*** Begin section ***

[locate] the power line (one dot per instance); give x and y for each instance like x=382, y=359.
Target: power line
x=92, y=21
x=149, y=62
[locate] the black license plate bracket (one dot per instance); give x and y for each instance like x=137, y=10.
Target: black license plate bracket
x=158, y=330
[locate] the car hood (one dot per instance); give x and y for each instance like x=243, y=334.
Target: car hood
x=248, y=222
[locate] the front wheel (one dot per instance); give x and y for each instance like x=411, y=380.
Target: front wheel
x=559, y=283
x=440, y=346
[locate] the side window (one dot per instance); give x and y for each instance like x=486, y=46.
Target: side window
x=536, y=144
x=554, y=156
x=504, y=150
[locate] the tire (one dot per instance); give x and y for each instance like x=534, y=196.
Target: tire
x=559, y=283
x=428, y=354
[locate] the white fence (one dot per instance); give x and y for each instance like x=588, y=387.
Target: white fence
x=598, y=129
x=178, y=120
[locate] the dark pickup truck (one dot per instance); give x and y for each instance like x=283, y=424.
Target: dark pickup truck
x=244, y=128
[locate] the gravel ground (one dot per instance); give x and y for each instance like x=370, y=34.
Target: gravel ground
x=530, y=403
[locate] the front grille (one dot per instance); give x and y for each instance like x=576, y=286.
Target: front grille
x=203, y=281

*** End section ***

TASK REQUIREMENTS - Every line above is to be duplicated exactly as shown.

TASK OUTPUT -
[locate] the power line (one dot per instance); give x and y for each instance like x=382, y=359.
Target: power line
x=92, y=21
x=149, y=62
[locate] the black license plate bracket (one dot per instance); give x and y for each instance like x=137, y=10.
Target: black license plate bracket
x=158, y=330
[locate] the car hood (one dot per instance); give x and y for each instance like x=243, y=334.
Target: car hood
x=248, y=222
[locate] the front wheel (one dot per instance); give x and y for each instance like x=411, y=380.
Target: front wheel
x=559, y=283
x=440, y=346
[locate] the side window (one dot per instance); give x and y for each instance like x=486, y=46.
Target: side window
x=536, y=144
x=554, y=156
x=504, y=150
[locate] the tire (one dot per instance); give x and y for each instance like x=534, y=196.
Target: tire
x=559, y=283
x=428, y=354
[locate] the white fence (one dot per instance); give x and y for each instance like x=588, y=387.
Target: white fence
x=598, y=129
x=178, y=120
[locate] the dark pickup truck (one dot per instance); give x and y for each instance like x=283, y=424.
Target: dark pickup truck
x=244, y=128
[locate] the gravel ground (one dot per instance); give x and y for each instance like x=370, y=34.
Target: gravel ground
x=530, y=403
[locate] the front grille (one dot per instance); give x and y for each instance like x=576, y=286.
Target: front grille
x=203, y=281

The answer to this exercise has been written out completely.